═════ INPUT ROWS

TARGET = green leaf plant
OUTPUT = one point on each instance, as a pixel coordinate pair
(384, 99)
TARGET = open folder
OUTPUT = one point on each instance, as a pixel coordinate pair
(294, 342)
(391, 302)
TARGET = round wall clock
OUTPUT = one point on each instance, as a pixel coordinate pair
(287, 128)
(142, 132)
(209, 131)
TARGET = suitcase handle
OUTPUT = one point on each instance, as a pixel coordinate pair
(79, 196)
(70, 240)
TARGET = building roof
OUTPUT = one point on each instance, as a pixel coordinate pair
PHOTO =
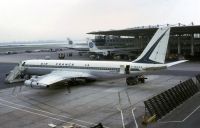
(149, 31)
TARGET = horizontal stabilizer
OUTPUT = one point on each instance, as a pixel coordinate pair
(175, 63)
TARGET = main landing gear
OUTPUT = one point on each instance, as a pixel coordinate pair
(133, 80)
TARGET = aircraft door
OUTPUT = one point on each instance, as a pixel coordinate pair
(124, 69)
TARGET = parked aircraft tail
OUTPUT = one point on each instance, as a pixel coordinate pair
(92, 46)
(156, 49)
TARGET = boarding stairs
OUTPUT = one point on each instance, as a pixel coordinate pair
(14, 75)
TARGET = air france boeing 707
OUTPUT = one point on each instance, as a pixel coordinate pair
(52, 72)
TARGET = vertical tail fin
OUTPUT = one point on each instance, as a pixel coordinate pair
(155, 51)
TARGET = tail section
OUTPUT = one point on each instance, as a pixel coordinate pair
(175, 63)
(155, 51)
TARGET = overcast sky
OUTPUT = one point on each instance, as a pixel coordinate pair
(59, 19)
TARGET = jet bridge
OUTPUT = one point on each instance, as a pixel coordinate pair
(15, 75)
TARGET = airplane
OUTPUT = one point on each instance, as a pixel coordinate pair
(51, 72)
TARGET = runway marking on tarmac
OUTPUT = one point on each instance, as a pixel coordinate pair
(181, 121)
(41, 115)
(51, 113)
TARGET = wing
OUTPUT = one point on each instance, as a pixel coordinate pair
(55, 77)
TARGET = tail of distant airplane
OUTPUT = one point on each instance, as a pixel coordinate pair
(156, 49)
(92, 46)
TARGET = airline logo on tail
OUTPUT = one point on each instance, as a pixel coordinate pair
(91, 45)
(156, 49)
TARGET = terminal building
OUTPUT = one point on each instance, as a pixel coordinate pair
(184, 40)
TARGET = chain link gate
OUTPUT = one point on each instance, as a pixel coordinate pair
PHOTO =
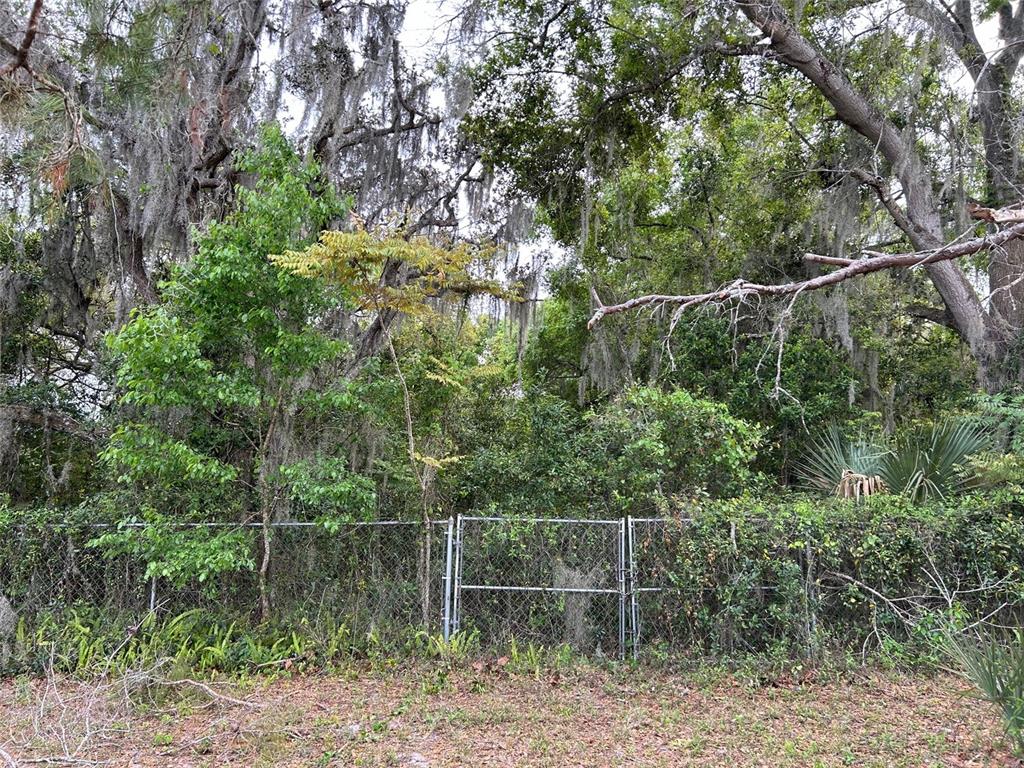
(544, 580)
(654, 609)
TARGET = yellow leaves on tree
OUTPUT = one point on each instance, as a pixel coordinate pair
(359, 262)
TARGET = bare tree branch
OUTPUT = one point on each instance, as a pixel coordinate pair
(740, 289)
(22, 53)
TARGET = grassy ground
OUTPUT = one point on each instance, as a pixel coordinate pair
(482, 716)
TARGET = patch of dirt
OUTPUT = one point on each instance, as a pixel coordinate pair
(431, 717)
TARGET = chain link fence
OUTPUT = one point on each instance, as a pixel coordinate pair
(548, 581)
(608, 588)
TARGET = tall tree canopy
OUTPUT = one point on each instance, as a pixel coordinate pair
(894, 122)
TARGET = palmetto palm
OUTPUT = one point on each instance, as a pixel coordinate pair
(930, 462)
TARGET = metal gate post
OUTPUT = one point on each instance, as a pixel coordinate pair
(456, 619)
(634, 602)
(621, 567)
(446, 616)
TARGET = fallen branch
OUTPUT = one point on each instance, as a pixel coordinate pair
(212, 693)
(740, 289)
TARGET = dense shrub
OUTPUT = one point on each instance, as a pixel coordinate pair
(800, 577)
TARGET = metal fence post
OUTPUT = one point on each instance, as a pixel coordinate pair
(457, 586)
(446, 621)
(634, 589)
(622, 588)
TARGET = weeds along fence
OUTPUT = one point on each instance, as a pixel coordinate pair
(713, 586)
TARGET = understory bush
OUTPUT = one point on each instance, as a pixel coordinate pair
(804, 577)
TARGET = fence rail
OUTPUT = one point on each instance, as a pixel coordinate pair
(605, 587)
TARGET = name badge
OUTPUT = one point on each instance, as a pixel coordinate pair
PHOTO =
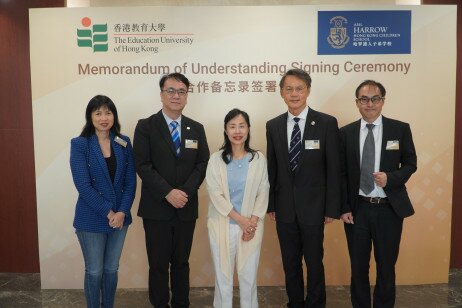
(120, 141)
(312, 145)
(191, 144)
(392, 145)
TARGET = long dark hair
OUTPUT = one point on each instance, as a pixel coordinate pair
(226, 147)
(94, 104)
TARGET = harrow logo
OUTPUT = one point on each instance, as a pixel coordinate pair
(338, 36)
(94, 37)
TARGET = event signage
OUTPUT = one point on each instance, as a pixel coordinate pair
(364, 32)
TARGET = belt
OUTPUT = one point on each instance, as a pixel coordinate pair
(374, 200)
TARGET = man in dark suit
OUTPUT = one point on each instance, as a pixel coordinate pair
(304, 174)
(378, 156)
(171, 155)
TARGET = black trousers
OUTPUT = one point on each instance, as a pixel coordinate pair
(299, 241)
(378, 225)
(168, 245)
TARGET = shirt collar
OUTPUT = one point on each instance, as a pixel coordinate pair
(301, 116)
(170, 120)
(377, 122)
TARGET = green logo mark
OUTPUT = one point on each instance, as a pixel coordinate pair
(95, 37)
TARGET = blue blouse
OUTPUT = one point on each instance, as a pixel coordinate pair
(237, 175)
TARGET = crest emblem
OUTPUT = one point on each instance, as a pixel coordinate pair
(338, 36)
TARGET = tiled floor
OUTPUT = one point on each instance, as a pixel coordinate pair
(23, 290)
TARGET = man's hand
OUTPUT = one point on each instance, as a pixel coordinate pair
(380, 178)
(347, 218)
(177, 198)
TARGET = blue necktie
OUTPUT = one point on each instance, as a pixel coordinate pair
(295, 146)
(175, 137)
(366, 182)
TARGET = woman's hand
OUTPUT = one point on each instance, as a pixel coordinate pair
(116, 220)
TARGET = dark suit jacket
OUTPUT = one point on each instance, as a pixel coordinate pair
(399, 165)
(314, 191)
(161, 170)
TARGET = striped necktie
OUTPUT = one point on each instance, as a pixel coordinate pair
(295, 146)
(175, 137)
(366, 182)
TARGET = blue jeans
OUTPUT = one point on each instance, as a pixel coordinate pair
(101, 253)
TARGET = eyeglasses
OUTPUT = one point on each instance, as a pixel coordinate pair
(365, 100)
(172, 92)
(297, 90)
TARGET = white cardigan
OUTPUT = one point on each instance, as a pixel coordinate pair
(255, 202)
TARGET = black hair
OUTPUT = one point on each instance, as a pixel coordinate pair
(226, 147)
(372, 83)
(177, 76)
(299, 73)
(94, 104)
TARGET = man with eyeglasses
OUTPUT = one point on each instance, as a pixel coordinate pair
(378, 158)
(303, 148)
(171, 155)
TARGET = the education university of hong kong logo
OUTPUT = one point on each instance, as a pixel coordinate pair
(338, 36)
(94, 37)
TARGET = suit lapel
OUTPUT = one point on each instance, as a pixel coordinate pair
(96, 150)
(185, 133)
(165, 131)
(118, 152)
(355, 141)
(385, 136)
(308, 133)
(282, 132)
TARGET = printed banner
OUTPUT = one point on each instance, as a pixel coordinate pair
(364, 32)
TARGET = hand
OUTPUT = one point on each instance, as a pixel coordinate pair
(347, 218)
(272, 215)
(177, 198)
(247, 236)
(380, 178)
(247, 225)
(117, 220)
(110, 214)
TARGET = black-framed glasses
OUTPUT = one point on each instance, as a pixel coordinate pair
(172, 92)
(363, 100)
(290, 90)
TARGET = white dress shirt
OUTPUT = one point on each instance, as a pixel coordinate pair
(378, 132)
(169, 120)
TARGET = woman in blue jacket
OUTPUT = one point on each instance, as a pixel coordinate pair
(104, 174)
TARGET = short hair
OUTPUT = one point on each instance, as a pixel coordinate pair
(299, 73)
(177, 76)
(371, 83)
(96, 103)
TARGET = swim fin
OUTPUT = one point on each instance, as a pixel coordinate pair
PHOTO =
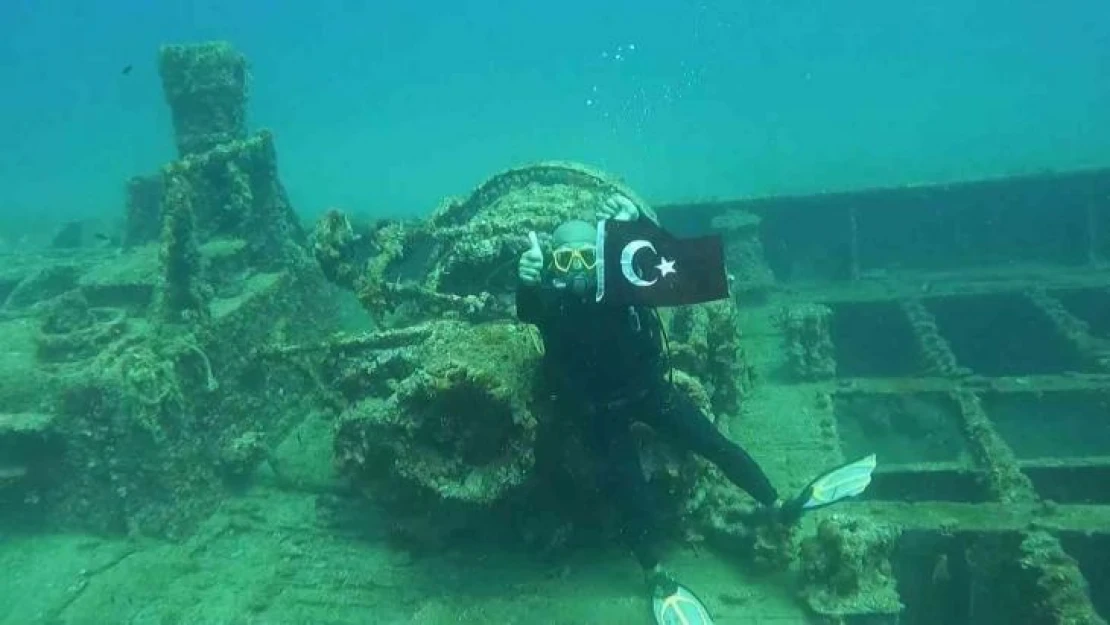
(843, 482)
(680, 607)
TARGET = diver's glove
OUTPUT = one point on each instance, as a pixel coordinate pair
(618, 208)
(532, 262)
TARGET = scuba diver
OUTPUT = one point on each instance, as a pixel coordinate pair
(608, 366)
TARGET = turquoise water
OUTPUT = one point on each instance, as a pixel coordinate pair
(386, 107)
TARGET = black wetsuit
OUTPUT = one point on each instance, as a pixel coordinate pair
(607, 364)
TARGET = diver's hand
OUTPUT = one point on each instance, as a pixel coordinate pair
(618, 208)
(532, 262)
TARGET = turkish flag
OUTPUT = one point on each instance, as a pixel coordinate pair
(643, 264)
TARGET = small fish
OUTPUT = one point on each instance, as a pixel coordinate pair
(940, 573)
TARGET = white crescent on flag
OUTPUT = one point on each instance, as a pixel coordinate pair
(628, 254)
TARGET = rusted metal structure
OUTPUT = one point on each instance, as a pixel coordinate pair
(966, 332)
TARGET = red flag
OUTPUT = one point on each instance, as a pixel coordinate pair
(644, 264)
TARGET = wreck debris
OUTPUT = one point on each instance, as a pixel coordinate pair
(744, 251)
(463, 258)
(205, 87)
(807, 341)
(846, 567)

══════════

### WHAT THIS TASK INVOLVES
Find the line that contains "TARGET = black wetsuit" in the listing above. Retype it and every line after it up to the last, exactly, and nothing else.

### RIGHT ANSWER
TARGET = black wetsuit
OUTPUT = one point on each instance, as a pixel coordinate pair
(607, 364)
TARGET = diver's hand
OUTPUT = one point on each instance, as a pixel coordinate pair
(618, 208)
(532, 262)
TARGET = turkish flag
OUTPUT = one point on each instance, as a pixel coordinate pair
(643, 264)
TARGET = small fish
OUTPUT = one point on each instance, as a pixel coordinate pair
(940, 573)
TARGET = white crescent on flag
OUTPUT = one point on each instance, as a pixel coordinate pair
(628, 254)
TARGET = rusted metal structure
OUTPUT = one point on each instance, as a pixel coordinate pair
(966, 332)
TARGET = red flag
OUTPUT = one point on each instance, as a pixel coordinate pair
(644, 264)
TARGET = wreck debris
OUTPUT = one point on each instance, as a pixel coordinate pair
(744, 251)
(463, 258)
(205, 87)
(807, 341)
(846, 567)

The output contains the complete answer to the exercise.